··· Task inputs ···

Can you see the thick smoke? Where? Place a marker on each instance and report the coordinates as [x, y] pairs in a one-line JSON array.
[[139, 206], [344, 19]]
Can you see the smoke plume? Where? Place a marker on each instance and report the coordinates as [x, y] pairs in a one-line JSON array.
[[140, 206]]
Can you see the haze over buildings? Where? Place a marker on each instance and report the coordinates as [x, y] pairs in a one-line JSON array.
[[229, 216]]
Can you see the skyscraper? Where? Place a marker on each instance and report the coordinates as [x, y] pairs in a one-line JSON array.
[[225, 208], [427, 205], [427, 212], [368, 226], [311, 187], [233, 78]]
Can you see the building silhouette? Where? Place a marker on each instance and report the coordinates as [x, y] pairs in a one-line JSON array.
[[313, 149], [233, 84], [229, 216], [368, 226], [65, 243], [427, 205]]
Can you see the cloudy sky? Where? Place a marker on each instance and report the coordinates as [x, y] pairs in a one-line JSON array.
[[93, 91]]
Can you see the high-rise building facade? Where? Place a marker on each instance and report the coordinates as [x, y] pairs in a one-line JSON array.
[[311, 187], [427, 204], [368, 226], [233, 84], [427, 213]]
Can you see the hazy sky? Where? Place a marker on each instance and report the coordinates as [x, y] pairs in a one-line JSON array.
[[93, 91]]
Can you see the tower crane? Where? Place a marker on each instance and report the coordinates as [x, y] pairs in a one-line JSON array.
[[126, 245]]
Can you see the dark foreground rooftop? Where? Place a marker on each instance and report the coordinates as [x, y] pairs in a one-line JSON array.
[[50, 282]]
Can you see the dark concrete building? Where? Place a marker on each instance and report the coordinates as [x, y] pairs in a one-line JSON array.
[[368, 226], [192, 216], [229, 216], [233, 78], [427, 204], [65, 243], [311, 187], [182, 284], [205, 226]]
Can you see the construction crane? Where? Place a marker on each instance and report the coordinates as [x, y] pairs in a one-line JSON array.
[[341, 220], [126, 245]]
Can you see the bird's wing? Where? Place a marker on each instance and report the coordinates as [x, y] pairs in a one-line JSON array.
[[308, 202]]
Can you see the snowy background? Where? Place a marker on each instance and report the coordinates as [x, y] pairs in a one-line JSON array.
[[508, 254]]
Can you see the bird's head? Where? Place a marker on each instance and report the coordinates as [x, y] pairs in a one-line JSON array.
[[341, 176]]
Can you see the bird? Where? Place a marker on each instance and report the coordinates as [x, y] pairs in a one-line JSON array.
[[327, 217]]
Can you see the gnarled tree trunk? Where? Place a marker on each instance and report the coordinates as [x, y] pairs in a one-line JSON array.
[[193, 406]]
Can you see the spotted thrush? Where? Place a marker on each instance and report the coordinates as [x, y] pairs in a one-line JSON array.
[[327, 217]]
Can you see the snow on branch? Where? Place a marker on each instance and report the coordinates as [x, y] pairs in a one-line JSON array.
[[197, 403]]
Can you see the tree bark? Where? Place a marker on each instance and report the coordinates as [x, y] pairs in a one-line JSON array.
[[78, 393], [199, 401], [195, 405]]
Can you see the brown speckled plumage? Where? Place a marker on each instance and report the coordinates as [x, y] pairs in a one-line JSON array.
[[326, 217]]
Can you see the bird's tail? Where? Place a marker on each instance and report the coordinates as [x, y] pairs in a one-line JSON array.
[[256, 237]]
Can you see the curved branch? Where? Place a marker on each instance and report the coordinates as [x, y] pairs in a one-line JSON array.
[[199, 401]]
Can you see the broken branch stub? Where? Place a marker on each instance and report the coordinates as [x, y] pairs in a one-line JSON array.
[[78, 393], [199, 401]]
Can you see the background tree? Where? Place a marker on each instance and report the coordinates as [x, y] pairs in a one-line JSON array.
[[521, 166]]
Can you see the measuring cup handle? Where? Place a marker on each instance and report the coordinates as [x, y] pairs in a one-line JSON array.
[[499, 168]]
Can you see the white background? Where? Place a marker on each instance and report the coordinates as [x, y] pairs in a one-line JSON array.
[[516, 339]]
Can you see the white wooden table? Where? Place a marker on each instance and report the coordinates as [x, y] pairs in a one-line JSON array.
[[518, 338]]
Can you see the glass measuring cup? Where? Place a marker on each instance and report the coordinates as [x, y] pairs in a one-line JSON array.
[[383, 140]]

···

Stated task: Reproduce the lines from the start of the records through the line containing "[[341, 220], [126, 245]]", requests included, shifting every coordinate in the answers by adding 22 to it.

Written reply:
Can you see the thick smoke? Where? Place a marker on each instance and report the coordinates as [x, y] pairs in a one-line JSON array.
[[161, 228], [366, 41]]
Can you see the smoke plume? Where? Place a marker on each instance and report the coordinates as [x, y] pairs in a one-line JSON array.
[[162, 228]]
Can you see the haze over buildings? Where? Place a marker on each instance and report the coordinates as [x, y] pairs in a one-line JSON array.
[[251, 238]]
Can you see the skyscraper? Where? Place a marker on each instance and report the coordinates as [x, y] pairs in a one-line JSON array.
[[247, 230], [449, 227], [449, 234], [390, 248], [333, 209], [255, 100]]
Can you see the building silhouette? Where? Place a marker on each instance and report the coordinates as [x, y] pairs in a one-line JSON array.
[[335, 171], [255, 106], [251, 238], [390, 248], [87, 265], [449, 227]]
Can you see the cloudy sky? Where? Place a marker on each instance and report the coordinates as [x, y] pairs in a one-line JSON array.
[[115, 113]]
Can you see the high-rise building facade? Where? Place a marker on each instance and report the coordinates as [x, y] pairs in a one-line JSON array.
[[333, 209], [449, 226], [390, 248], [255, 106], [449, 235]]
Can you see the hazy sky? Where? Place a marker on each instance and report the coordinates as [x, y] pairs in a one-line JSON array.
[[115, 113]]
Can you see the tower crane? Where? Place a marker on each instance and report the coordinates as [x, y] pairs in a one-line JSON array.
[[148, 267]]
Can you see the dark foreground rooftop? Where? Place a marker on each instance and report the coordinates as [x, y] pairs in a one-line JSON array.
[[72, 304]]
Can you see the dark concrete building? Where? Place a marker on each instance and report the coordinates as [x, y] pairs in a one-line JSON array.
[[390, 248], [214, 238], [251, 238], [255, 100], [449, 226], [87, 265], [333, 209], [204, 306], [227, 248]]
Can you see the construction crane? Where? Place a marker on each instance and report the coordinates as [x, y] pairs in a one-line JSON array.
[[363, 242], [148, 267]]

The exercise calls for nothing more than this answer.